## Dataset entries
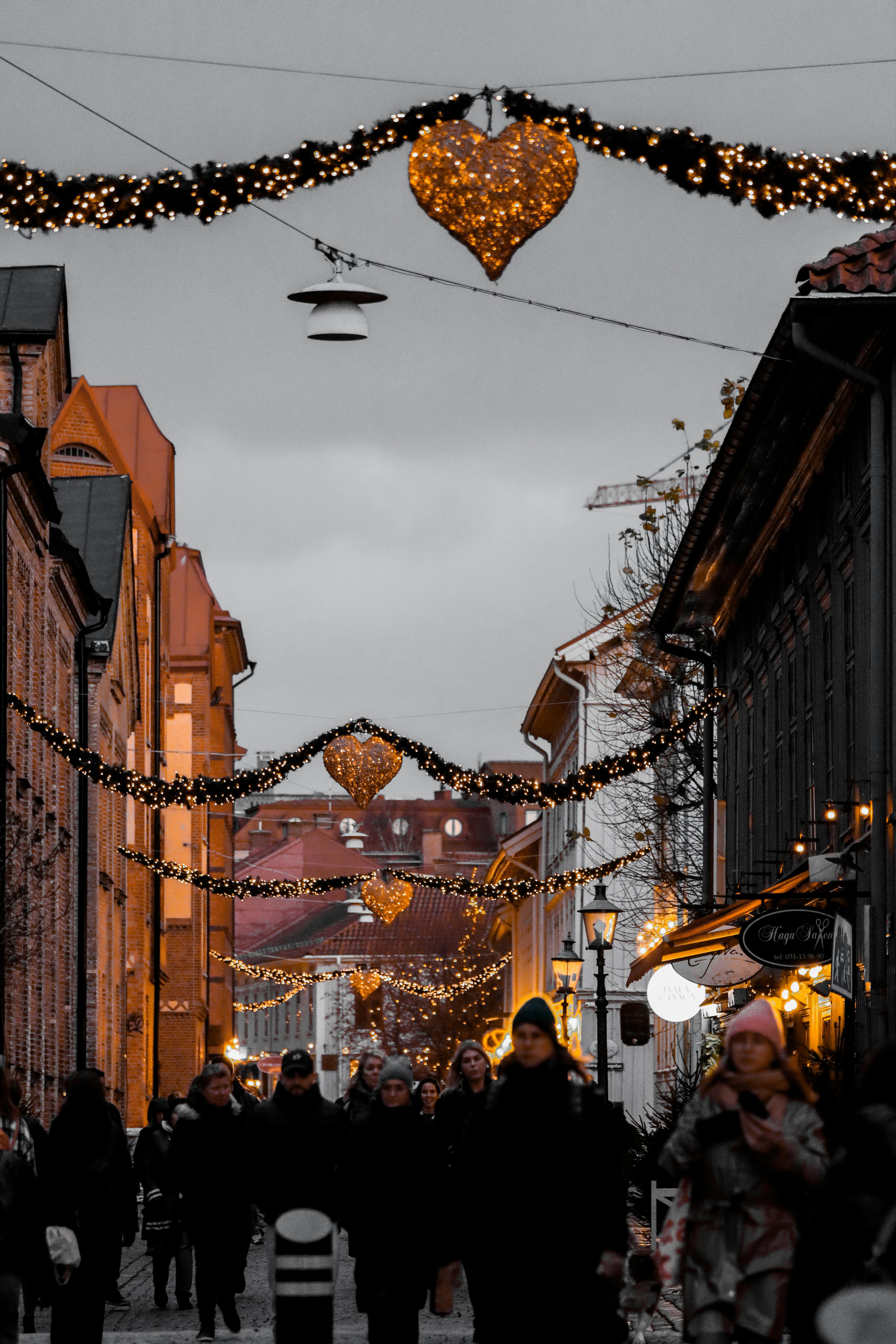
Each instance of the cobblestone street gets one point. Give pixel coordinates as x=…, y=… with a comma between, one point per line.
x=143, y=1323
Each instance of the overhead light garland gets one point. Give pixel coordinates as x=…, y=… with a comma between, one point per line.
x=859, y=185
x=508, y=889
x=437, y=994
x=504, y=788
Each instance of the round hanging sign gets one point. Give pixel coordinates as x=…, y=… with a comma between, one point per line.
x=672, y=998
x=789, y=937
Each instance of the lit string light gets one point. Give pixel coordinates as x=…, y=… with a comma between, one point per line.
x=437, y=994
x=504, y=788
x=507, y=889
x=859, y=185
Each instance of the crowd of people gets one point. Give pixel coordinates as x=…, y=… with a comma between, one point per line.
x=478, y=1175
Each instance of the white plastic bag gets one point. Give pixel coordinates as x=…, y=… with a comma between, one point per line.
x=65, y=1252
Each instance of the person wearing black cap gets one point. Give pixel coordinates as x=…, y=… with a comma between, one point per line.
x=395, y=1163
x=546, y=1117
x=294, y=1146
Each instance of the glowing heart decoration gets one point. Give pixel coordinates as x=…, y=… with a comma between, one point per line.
x=362, y=768
x=365, y=983
x=387, y=900
x=492, y=194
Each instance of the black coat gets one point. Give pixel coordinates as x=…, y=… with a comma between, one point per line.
x=453, y=1113
x=358, y=1101
x=209, y=1170
x=846, y=1217
x=395, y=1168
x=89, y=1179
x=539, y=1187
x=294, y=1147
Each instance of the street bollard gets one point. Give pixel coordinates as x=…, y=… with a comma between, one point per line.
x=304, y=1277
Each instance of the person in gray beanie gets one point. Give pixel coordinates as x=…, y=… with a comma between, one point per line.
x=394, y=1160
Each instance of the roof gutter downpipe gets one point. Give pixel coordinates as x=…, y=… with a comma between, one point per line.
x=878, y=769
x=708, y=867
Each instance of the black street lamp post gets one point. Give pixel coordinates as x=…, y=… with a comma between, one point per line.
x=600, y=919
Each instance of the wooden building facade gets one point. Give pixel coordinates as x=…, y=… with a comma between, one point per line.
x=788, y=574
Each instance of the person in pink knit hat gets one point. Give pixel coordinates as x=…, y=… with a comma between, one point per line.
x=752, y=1143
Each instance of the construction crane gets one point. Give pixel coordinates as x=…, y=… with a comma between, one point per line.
x=649, y=490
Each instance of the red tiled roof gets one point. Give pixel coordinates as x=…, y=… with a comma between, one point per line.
x=433, y=925
x=870, y=264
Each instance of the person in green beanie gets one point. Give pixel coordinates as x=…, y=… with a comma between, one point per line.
x=545, y=1116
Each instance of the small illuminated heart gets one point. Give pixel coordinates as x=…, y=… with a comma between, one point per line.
x=387, y=900
x=492, y=194
x=362, y=768
x=365, y=982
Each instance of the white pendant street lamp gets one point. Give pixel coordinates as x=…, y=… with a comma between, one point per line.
x=338, y=314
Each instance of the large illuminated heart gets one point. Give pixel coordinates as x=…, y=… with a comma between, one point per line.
x=387, y=900
x=362, y=768
x=492, y=194
x=365, y=982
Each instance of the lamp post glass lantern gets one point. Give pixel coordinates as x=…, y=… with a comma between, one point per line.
x=568, y=968
x=600, y=919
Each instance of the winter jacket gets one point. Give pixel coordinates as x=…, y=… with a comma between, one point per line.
x=743, y=1212
x=23, y=1248
x=209, y=1170
x=89, y=1183
x=154, y=1170
x=292, y=1150
x=358, y=1101
x=394, y=1164
x=514, y=1160
x=453, y=1112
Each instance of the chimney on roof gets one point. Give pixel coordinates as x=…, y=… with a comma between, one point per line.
x=259, y=839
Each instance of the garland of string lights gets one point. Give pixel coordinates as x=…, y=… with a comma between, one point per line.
x=437, y=994
x=507, y=889
x=504, y=788
x=859, y=185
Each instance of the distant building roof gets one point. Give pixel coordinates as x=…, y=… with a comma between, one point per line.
x=96, y=511
x=868, y=264
x=30, y=302
x=147, y=452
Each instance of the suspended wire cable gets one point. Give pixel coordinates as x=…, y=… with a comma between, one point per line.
x=233, y=65
x=405, y=271
x=432, y=84
x=713, y=75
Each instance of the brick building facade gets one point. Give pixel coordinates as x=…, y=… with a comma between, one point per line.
x=95, y=519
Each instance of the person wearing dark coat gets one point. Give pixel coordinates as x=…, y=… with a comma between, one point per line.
x=206, y=1152
x=362, y=1091
x=166, y=1237
x=89, y=1189
x=394, y=1163
x=542, y=1109
x=467, y=1088
x=25, y=1263
x=296, y=1122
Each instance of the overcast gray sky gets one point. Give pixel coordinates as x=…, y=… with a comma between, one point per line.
x=400, y=523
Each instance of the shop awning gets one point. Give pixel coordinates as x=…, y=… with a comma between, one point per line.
x=817, y=870
x=699, y=939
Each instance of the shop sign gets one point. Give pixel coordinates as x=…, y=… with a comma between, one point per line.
x=789, y=937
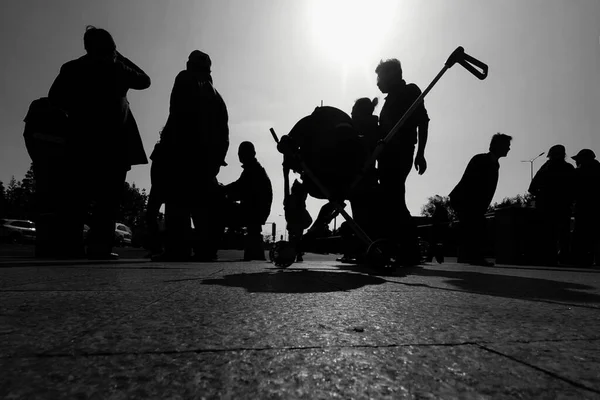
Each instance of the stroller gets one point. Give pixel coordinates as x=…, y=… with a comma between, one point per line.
x=339, y=174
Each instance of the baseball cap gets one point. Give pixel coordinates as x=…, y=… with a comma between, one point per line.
x=585, y=154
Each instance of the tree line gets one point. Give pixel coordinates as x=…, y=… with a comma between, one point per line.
x=520, y=200
x=18, y=201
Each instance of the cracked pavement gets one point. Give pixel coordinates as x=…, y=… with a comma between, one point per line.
x=319, y=329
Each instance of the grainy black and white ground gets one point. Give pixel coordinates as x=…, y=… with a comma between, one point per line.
x=317, y=330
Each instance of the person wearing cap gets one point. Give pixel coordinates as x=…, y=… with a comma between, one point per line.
x=472, y=196
x=194, y=143
x=586, y=232
x=254, y=192
x=552, y=187
x=396, y=160
x=92, y=90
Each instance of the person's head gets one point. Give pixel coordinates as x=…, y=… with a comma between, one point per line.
x=199, y=62
x=500, y=144
x=584, y=156
x=364, y=107
x=246, y=152
x=99, y=44
x=557, y=152
x=389, y=72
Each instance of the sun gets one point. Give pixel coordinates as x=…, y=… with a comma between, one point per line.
x=351, y=31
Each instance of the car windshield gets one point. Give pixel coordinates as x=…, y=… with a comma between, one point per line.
x=23, y=224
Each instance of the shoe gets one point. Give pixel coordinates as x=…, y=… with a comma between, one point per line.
x=204, y=258
x=166, y=257
x=482, y=262
x=103, y=256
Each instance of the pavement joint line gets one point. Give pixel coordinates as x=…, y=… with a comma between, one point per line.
x=542, y=370
x=95, y=328
x=535, y=300
x=481, y=344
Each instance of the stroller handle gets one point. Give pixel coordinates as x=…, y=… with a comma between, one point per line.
x=470, y=63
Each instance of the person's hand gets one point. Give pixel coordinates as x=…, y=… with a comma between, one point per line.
x=420, y=164
x=286, y=145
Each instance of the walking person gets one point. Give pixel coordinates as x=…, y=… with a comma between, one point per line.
x=587, y=212
x=92, y=90
x=396, y=159
x=552, y=187
x=254, y=192
x=473, y=195
x=195, y=141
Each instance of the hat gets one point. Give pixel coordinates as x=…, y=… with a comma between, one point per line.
x=199, y=59
x=585, y=154
x=557, y=151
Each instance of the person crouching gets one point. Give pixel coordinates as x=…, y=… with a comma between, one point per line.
x=254, y=192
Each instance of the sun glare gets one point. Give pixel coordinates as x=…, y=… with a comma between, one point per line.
x=350, y=31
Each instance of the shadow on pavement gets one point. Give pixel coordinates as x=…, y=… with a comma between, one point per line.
x=513, y=286
x=303, y=281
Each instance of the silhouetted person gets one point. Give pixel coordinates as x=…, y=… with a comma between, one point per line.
x=364, y=201
x=472, y=196
x=254, y=192
x=195, y=140
x=106, y=141
x=329, y=144
x=439, y=228
x=47, y=140
x=587, y=212
x=396, y=160
x=297, y=216
x=553, y=187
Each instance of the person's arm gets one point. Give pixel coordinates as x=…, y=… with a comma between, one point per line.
x=236, y=189
x=222, y=145
x=133, y=76
x=422, y=119
x=60, y=91
x=420, y=162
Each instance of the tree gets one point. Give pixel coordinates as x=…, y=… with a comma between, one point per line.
x=13, y=198
x=520, y=200
x=28, y=201
x=131, y=212
x=438, y=201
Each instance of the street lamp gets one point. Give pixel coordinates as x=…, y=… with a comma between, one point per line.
x=532, y=160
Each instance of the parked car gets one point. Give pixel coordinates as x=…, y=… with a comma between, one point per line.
x=17, y=230
x=122, y=235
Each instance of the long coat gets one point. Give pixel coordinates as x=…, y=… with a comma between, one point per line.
x=94, y=95
x=195, y=139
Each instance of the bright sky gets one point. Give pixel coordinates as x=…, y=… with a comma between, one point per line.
x=275, y=60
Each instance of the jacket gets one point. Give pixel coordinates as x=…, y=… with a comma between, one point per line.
x=94, y=97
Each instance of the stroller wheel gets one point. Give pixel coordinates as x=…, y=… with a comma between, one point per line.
x=283, y=254
x=383, y=253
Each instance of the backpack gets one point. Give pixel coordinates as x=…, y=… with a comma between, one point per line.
x=46, y=131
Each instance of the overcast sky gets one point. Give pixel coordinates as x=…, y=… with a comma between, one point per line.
x=275, y=60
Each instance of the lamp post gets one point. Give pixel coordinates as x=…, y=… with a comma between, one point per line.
x=532, y=160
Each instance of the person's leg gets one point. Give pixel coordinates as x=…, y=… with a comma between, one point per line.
x=107, y=194
x=253, y=246
x=178, y=229
x=155, y=201
x=393, y=175
x=563, y=227
x=209, y=221
x=583, y=236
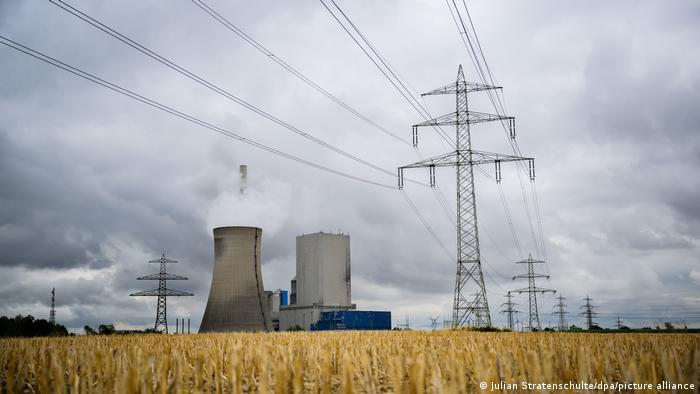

## Task to complete
Locate each line containing the word "jacket" and copy those lines out in full.

## Solution for this problem
Each instance of the winter jacket gets one point. Give pixel coordinates as x=…, y=… with a comma between, one point per line.
Each instance of the jacket gets one point. Give pixel coordinates as x=…, y=… with a comma between, one point per line.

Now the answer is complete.